**REQUIREMENT:**
Copy the items below verbatim, from the line with "FIND snowy ground" to the line with "top-left (567, 489), bottom-right (648, 570)", including both of those lines.

**PROVIDED RECORDS:**
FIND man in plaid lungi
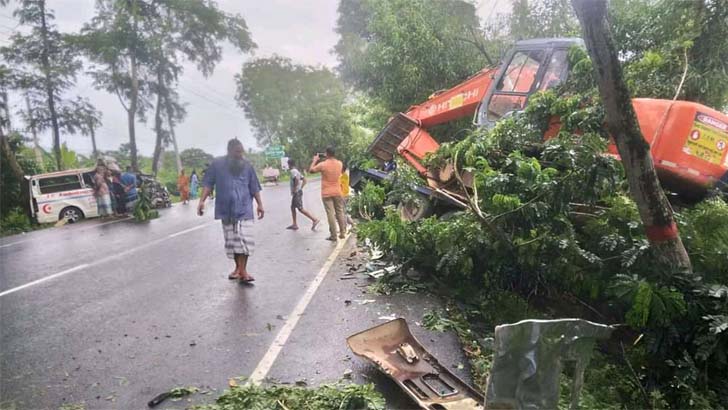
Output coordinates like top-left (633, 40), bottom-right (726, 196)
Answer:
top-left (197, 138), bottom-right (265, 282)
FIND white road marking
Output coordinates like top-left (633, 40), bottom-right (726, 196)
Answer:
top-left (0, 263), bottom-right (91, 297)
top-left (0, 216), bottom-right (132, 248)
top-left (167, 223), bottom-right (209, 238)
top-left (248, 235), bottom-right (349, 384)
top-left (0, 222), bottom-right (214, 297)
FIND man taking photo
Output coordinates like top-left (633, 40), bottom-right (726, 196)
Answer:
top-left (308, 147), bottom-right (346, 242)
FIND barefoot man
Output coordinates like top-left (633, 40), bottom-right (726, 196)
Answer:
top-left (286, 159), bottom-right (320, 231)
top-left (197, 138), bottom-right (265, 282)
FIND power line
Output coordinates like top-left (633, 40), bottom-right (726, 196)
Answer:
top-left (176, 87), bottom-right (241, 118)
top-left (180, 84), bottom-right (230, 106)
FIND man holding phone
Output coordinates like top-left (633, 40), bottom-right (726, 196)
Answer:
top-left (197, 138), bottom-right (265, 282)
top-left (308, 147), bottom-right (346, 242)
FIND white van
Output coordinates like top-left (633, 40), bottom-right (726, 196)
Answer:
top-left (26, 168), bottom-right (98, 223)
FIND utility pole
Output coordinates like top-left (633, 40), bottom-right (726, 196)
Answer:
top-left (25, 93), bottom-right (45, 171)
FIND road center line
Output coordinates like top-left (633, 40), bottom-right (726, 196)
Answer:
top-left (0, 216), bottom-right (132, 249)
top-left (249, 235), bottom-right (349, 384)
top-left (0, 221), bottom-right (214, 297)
* * *
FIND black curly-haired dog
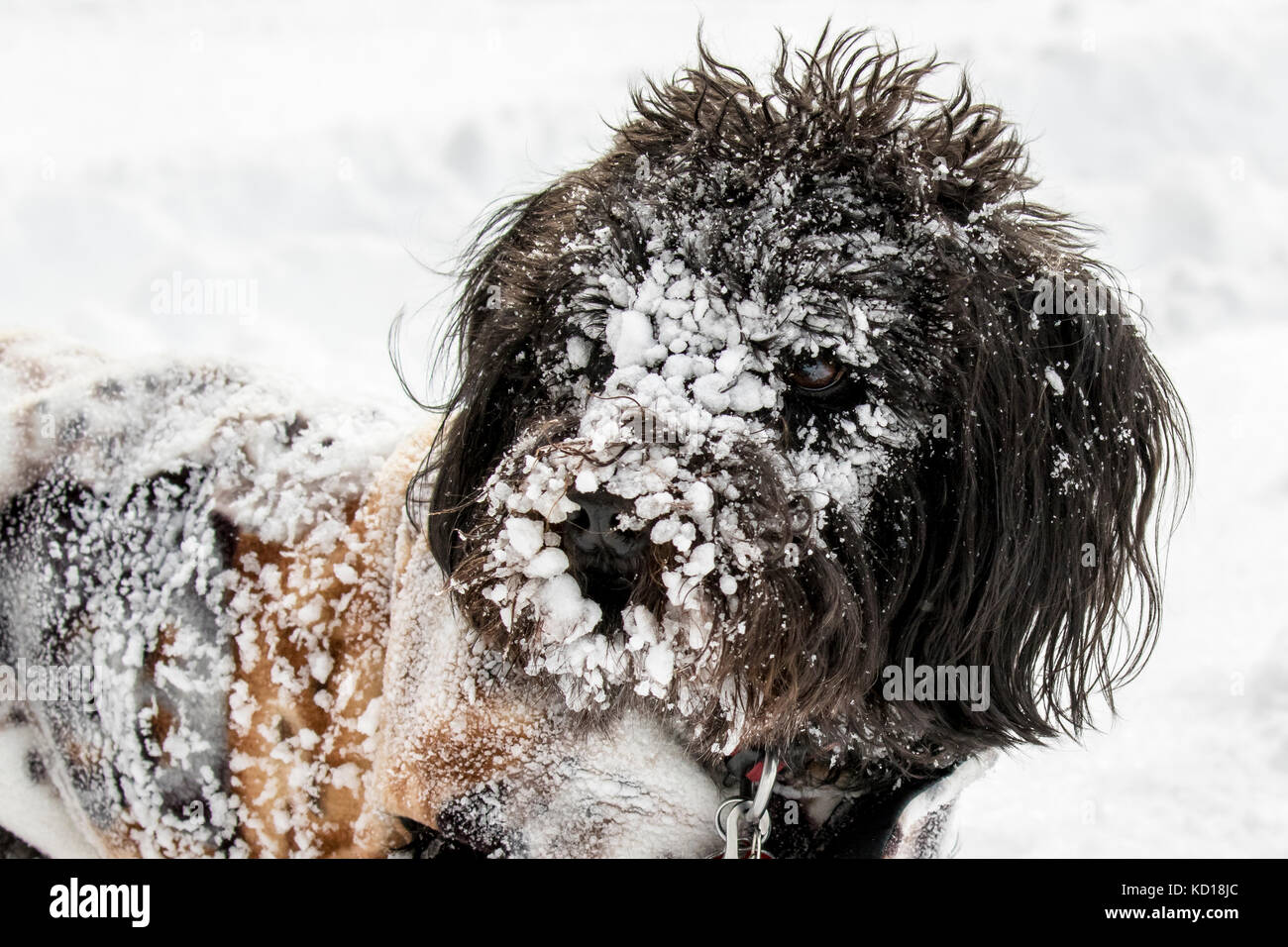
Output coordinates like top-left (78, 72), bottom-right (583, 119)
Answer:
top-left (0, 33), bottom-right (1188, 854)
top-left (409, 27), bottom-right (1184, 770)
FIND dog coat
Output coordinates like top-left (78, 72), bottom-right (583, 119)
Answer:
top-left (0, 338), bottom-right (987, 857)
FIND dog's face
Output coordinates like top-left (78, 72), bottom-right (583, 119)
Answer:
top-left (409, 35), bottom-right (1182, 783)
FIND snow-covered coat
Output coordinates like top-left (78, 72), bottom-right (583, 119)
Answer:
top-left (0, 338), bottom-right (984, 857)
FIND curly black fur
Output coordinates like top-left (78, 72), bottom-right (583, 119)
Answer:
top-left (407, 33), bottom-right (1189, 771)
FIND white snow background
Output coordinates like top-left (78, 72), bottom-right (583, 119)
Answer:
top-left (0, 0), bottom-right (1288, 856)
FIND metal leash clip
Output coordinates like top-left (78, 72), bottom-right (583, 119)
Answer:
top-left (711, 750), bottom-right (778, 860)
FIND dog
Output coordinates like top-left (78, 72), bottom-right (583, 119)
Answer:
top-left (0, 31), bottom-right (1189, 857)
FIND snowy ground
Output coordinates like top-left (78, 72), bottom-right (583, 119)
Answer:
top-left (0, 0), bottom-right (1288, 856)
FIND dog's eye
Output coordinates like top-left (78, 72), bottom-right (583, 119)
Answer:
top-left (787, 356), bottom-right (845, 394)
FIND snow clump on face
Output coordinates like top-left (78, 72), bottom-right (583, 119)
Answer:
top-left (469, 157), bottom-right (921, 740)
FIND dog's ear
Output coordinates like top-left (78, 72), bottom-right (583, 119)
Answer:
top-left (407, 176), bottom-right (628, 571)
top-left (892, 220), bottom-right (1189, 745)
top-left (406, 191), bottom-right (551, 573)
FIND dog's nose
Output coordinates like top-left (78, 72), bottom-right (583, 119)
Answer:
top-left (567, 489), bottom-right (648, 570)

**REPLY TO THE TASK:**
FIND snowy ground
Output coordinates like top-left (78, 72), bottom-right (583, 119)
Answer:
top-left (0, 0), bottom-right (1288, 856)
FIND dog's eye
Output coordinates like top-left (78, 72), bottom-right (583, 119)
Answer:
top-left (787, 356), bottom-right (845, 394)
FIND snow clump on face
Output coordinates like top-left (78, 72), bottom-right (583, 119)
Answer:
top-left (469, 157), bottom-right (921, 740)
FIND dog's ear
Output coordinates like top-left (78, 72), bottom-right (583, 119)
Answer:
top-left (407, 176), bottom-right (628, 571)
top-left (892, 220), bottom-right (1189, 745)
top-left (406, 191), bottom-right (551, 573)
FIND dog's nose
Output coordinates like top-left (78, 72), bottom-right (583, 119)
Answer:
top-left (567, 489), bottom-right (648, 570)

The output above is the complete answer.